## begin

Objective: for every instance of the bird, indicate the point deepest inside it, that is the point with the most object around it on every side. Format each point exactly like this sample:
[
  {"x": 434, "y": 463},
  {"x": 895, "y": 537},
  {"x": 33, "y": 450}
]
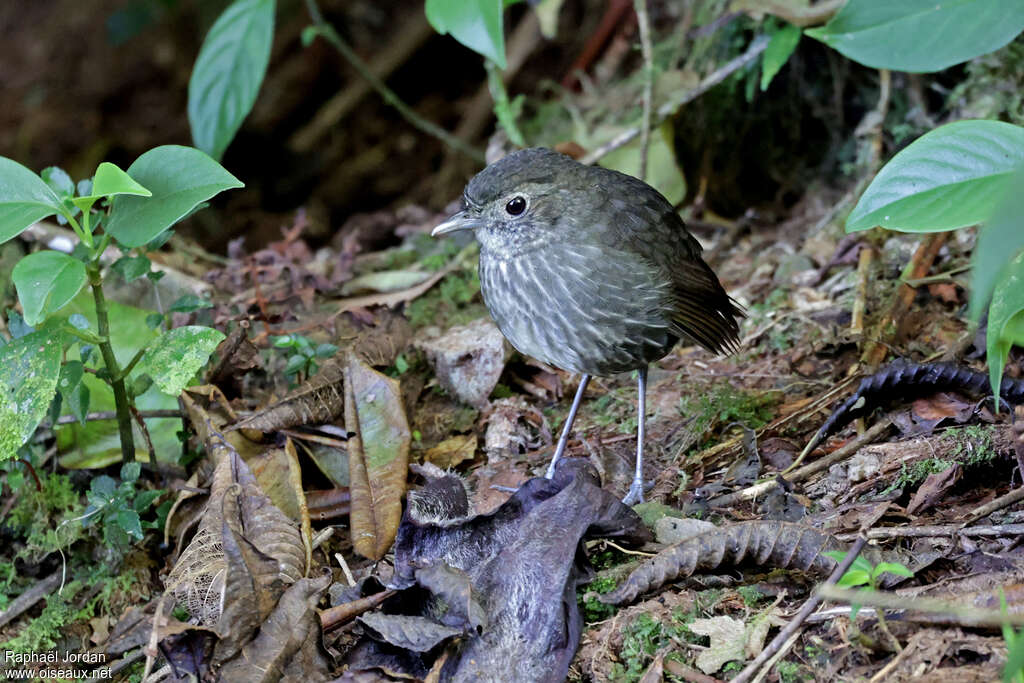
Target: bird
[{"x": 590, "y": 270}]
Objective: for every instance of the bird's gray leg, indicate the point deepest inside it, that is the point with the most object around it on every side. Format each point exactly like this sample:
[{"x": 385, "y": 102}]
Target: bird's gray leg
[
  {"x": 635, "y": 494},
  {"x": 563, "y": 439}
]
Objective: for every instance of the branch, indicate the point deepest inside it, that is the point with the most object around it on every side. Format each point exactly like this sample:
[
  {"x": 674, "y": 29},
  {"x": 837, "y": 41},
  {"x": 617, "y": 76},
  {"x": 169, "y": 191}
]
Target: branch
[
  {"x": 430, "y": 128},
  {"x": 670, "y": 108}
]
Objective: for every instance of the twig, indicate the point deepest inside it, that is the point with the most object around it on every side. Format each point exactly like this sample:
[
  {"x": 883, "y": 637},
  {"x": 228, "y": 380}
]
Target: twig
[
  {"x": 648, "y": 82},
  {"x": 794, "y": 626},
  {"x": 31, "y": 596},
  {"x": 112, "y": 415},
  {"x": 670, "y": 108},
  {"x": 389, "y": 95},
  {"x": 860, "y": 302},
  {"x": 924, "y": 257},
  {"x": 990, "y": 507},
  {"x": 791, "y": 11},
  {"x": 806, "y": 471},
  {"x": 962, "y": 614},
  {"x": 931, "y": 530},
  {"x": 408, "y": 38}
]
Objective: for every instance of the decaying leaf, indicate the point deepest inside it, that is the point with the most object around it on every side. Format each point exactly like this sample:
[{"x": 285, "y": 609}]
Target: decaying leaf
[
  {"x": 378, "y": 456},
  {"x": 468, "y": 359},
  {"x": 504, "y": 584},
  {"x": 452, "y": 451}
]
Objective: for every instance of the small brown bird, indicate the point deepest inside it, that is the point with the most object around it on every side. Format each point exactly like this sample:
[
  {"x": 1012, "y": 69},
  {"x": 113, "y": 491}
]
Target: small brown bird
[{"x": 590, "y": 270}]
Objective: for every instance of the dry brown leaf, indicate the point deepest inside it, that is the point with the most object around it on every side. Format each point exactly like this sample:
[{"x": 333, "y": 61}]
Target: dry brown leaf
[{"x": 378, "y": 456}]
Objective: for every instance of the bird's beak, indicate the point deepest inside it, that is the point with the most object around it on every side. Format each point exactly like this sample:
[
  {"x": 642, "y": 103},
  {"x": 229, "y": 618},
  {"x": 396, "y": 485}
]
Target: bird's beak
[{"x": 464, "y": 220}]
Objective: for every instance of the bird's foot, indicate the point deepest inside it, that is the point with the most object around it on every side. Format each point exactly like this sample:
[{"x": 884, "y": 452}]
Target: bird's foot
[{"x": 635, "y": 494}]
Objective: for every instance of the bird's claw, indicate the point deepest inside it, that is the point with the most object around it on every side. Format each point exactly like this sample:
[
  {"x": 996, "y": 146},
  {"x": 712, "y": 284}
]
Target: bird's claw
[{"x": 635, "y": 494}]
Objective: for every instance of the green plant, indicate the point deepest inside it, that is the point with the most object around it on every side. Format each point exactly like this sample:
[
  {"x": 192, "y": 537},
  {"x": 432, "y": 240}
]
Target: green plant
[
  {"x": 1013, "y": 672},
  {"x": 134, "y": 210},
  {"x": 865, "y": 574},
  {"x": 302, "y": 355},
  {"x": 118, "y": 507}
]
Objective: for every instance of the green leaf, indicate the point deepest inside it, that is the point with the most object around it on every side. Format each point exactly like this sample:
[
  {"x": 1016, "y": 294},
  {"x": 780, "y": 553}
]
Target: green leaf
[
  {"x": 921, "y": 35},
  {"x": 131, "y": 267},
  {"x": 476, "y": 24},
  {"x": 29, "y": 370},
  {"x": 947, "y": 178},
  {"x": 109, "y": 181},
  {"x": 46, "y": 281},
  {"x": 780, "y": 47},
  {"x": 130, "y": 472},
  {"x": 24, "y": 199},
  {"x": 179, "y": 178},
  {"x": 188, "y": 303},
  {"x": 58, "y": 180},
  {"x": 175, "y": 356},
  {"x": 74, "y": 390},
  {"x": 228, "y": 73},
  {"x": 1006, "y": 321},
  {"x": 999, "y": 239},
  {"x": 130, "y": 523}
]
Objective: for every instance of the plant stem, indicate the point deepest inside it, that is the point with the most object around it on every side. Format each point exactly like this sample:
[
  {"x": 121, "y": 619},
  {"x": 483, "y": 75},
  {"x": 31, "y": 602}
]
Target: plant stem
[
  {"x": 389, "y": 95},
  {"x": 117, "y": 380}
]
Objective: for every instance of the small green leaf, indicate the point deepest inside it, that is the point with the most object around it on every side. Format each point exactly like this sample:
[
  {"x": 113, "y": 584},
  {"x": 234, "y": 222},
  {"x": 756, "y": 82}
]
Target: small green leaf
[
  {"x": 780, "y": 47},
  {"x": 1006, "y": 321},
  {"x": 130, "y": 471},
  {"x": 29, "y": 370},
  {"x": 130, "y": 523},
  {"x": 131, "y": 267},
  {"x": 74, "y": 390},
  {"x": 947, "y": 178},
  {"x": 179, "y": 178},
  {"x": 228, "y": 73},
  {"x": 175, "y": 356},
  {"x": 999, "y": 239},
  {"x": 921, "y": 35},
  {"x": 46, "y": 282},
  {"x": 24, "y": 199},
  {"x": 110, "y": 181},
  {"x": 58, "y": 180},
  {"x": 296, "y": 364},
  {"x": 476, "y": 24},
  {"x": 188, "y": 303}
]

## end

## Set exercise
Copy out exactly the lines running from the line with "Objective: for every instance of the plant" to the end of the records, inclusive.

## Exercise response
Objective: for every instance of the plant stem, indicate the point deepest inside it, that is the point with the most object around it on every side. Format each point exactly like this sample:
[
  {"x": 121, "y": 619},
  {"x": 483, "y": 75},
  {"x": 31, "y": 602}
]
Target: plant stem
[
  {"x": 389, "y": 95},
  {"x": 117, "y": 380}
]
Objective: for every instance of the small green leaf, indicate the point deepest inside it, that is the point with the most object around it on every side. Format each point exactly like this sample:
[
  {"x": 113, "y": 584},
  {"x": 234, "y": 222},
  {"x": 756, "y": 82}
]
Target: small green leaf
[
  {"x": 780, "y": 47},
  {"x": 1006, "y": 321},
  {"x": 130, "y": 471},
  {"x": 29, "y": 370},
  {"x": 130, "y": 523},
  {"x": 131, "y": 267},
  {"x": 74, "y": 390},
  {"x": 947, "y": 178},
  {"x": 179, "y": 178},
  {"x": 228, "y": 73},
  {"x": 175, "y": 356},
  {"x": 999, "y": 239},
  {"x": 921, "y": 35},
  {"x": 46, "y": 282},
  {"x": 24, "y": 199},
  {"x": 110, "y": 181},
  {"x": 58, "y": 180},
  {"x": 296, "y": 364},
  {"x": 476, "y": 24},
  {"x": 188, "y": 303}
]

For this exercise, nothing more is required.